An Anglican Bridge Across the Tiber



A Bob Jones University Graduate, former Anglican Vicar, and now a Catholic Priest Reflects on the Apostolic Constitution


From The Times (UK)
By Father Dwight Longenecker

Last Monday I was traveling to Tampa, Florida for a week long retreat with other Catholic priests who were once Anglican priests. In the airport I got an email with the news that the new Apostolic Constitution Anglicanorum coetibus had been published. Suddenly the rest of the week’s program was decided. My brother priests and I spent time studying the document and discussing its implications.

The wider implications of Pope Benedict’s invitation to Anglicans to come into full communion are genuinely historic. It impacts discussions not only with Anglicans, but with all of the churches derived from the Protestant Reformation. It is a popular past time among traditionalist Catholics to throw dirt at ecumenism. Catholic triumphalists trumpet the truth of the Catholic faith and denigrate discussions with Protestants. They point out the false premises, the artificial camaraderie, and the fickleness of their ecumenical partners. The ecumenical movement is not without its faults, but it is also not without its accomplishments. Through the ecumenical movement Catholics and Protestants really have learned from one another. Over the last 40 years astounding progress has been made. Old prejudices have disappeared. Historic misunderstandings have evaporated. New formulas for old truths have been discovered and agreed.

Some commentators have reported the end of the old ecumenism. In one sense this is true. Through the new Apostolic Constitution, the Catholic Church is following up her warnings with action. For over a decade now the Vatican has had a consistent message to the Anglican Church, and the message can be summed up as, "Please don't do that. It puts yet another obstacle in the path of Christian unity." Time and again the Anglicans have gone ahead anyway. Each item on the progressive agenda has been another wound to the body. Now Rome has acted and with Anglicanorum coetibus, directed the ecumenical journey in a radical new direction. No doubt the old style ecumenical meetings will continue, but they will lack urgency. It is as if the Catholic Church has sent a butler with a bell into the hall where the pre prandial cocktail party was going on to announce that dinner is served. The drinks are over. Dinner time has begun. Are you coming in to dinner or not?

### PROVIDED DATA:
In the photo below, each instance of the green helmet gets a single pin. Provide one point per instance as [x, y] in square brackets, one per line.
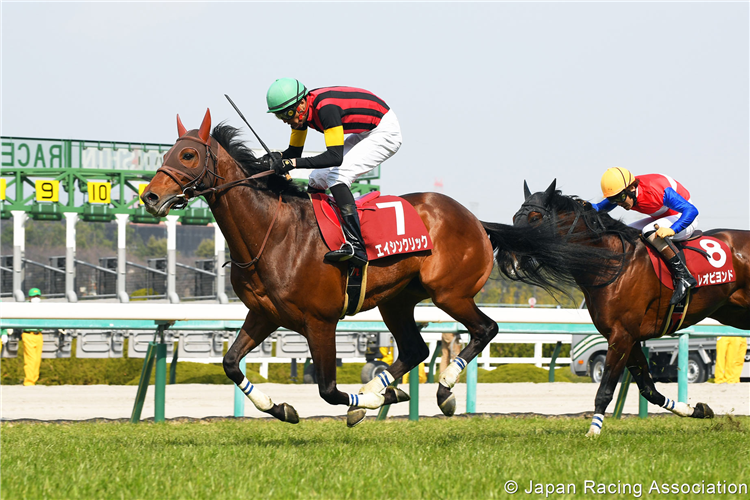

### REQUIRED ACTIONS:
1 > Repeat word for word the part of the essay on the Apostolic Constitution from "An Anglican Bridge" up to and including "The Times (UK)".
2 > Put this sentence from the essay on the Apostolic Constitution into Spanish: "Through the ecumenical movement Catholics and Protestants really have learned from one another."
The lines above come from a different source than the essay on the Apostolic Constitution.

### ANSWER LIST:
1 >
An Anglican Bridge Across the Tiber



A Bob Jones University Graduate, former Anglican Vicar, and now a Catholic Priest Reflects on the Apostolic Constitution


From The Times (UK)

2 > A través del movimiento ecuménico, católicos y protestantes realmente han aprendido unos de otros.